--- BEGIN Input ---

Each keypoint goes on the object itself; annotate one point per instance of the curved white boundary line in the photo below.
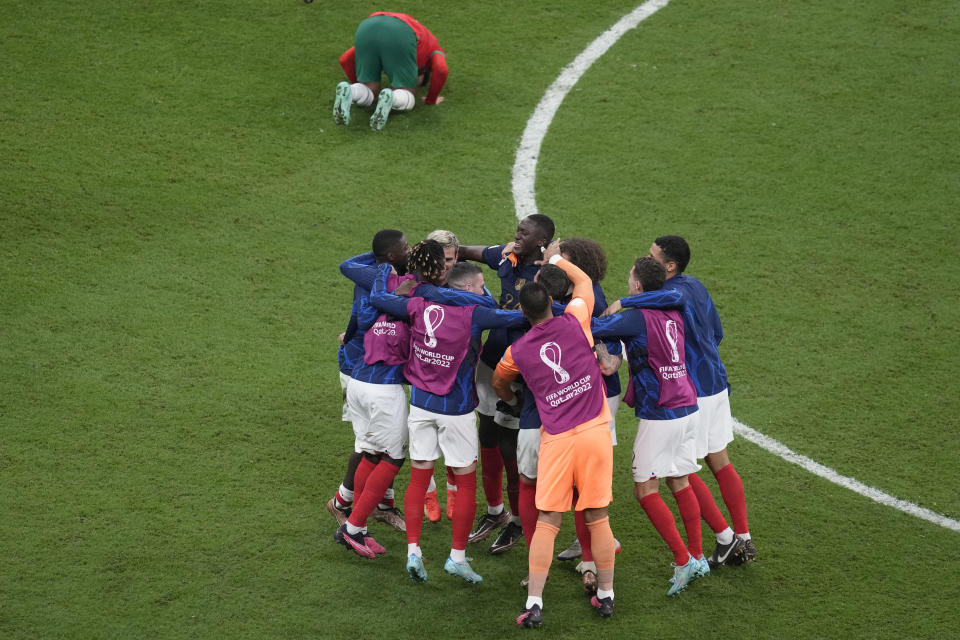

--- END Input ---
--- BEGIN Input ---

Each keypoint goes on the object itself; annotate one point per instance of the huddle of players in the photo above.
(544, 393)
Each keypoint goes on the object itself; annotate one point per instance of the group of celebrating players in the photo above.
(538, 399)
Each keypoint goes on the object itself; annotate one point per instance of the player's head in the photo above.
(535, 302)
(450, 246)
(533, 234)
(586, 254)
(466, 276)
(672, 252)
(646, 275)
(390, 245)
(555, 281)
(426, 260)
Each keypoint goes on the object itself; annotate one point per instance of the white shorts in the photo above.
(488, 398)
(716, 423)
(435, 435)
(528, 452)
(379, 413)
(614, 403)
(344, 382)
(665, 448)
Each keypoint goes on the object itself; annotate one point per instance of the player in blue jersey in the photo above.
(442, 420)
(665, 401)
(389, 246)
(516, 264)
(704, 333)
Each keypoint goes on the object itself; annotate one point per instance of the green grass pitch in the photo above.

--- END Input ---
--- BEGIN Input ---

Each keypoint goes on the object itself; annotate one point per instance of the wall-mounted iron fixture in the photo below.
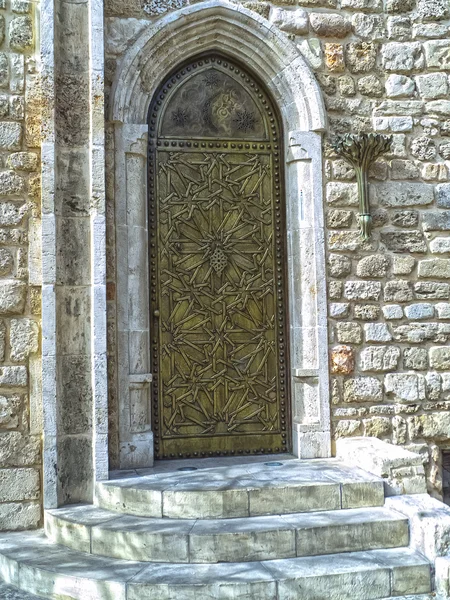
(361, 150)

--- END Input ---

** Exercise aim **
Rewrite the listing lines starting at the line that contains "jersey in the photo above." and ending at the line that contains "pitch in the photo above.", changing "annotate" to "mark" and keeping everything else the same.

** Finished exercise **
Each keypoint goes on the object itself; mark one point per instance of the player in blue jersey in the photo above.
(442, 420)
(665, 401)
(389, 246)
(516, 264)
(704, 333)
Each keypoint goes on the object itself; mark one point per instance of the green grass pitch in the photo above.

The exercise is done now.